Pointing records
'''
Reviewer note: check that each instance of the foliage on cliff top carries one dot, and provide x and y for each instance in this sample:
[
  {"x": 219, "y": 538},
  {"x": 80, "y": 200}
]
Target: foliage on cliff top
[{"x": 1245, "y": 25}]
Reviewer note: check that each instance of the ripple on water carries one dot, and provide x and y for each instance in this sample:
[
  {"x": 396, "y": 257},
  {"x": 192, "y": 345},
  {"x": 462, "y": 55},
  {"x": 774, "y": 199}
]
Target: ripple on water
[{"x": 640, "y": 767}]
'''
§ **Task details**
Return all of the items above line for line, without changing a single character.

§ **Answer to the exercise**
Reviewer note: check that each instance of the foliage on cliff top carries one dot, and provide x and y for each instance in this sample:
[
  {"x": 219, "y": 538},
  {"x": 80, "y": 200}
]
Target: foliage on cliff top
[{"x": 1245, "y": 25}]
Reviewer note: check that each instance of the ripple on water carries one dot, and provide x and y for each instance in this sample:
[
  {"x": 396, "y": 257},
  {"x": 192, "y": 345},
  {"x": 462, "y": 55},
  {"x": 774, "y": 199}
]
Target: ripple on water
[{"x": 640, "y": 767}]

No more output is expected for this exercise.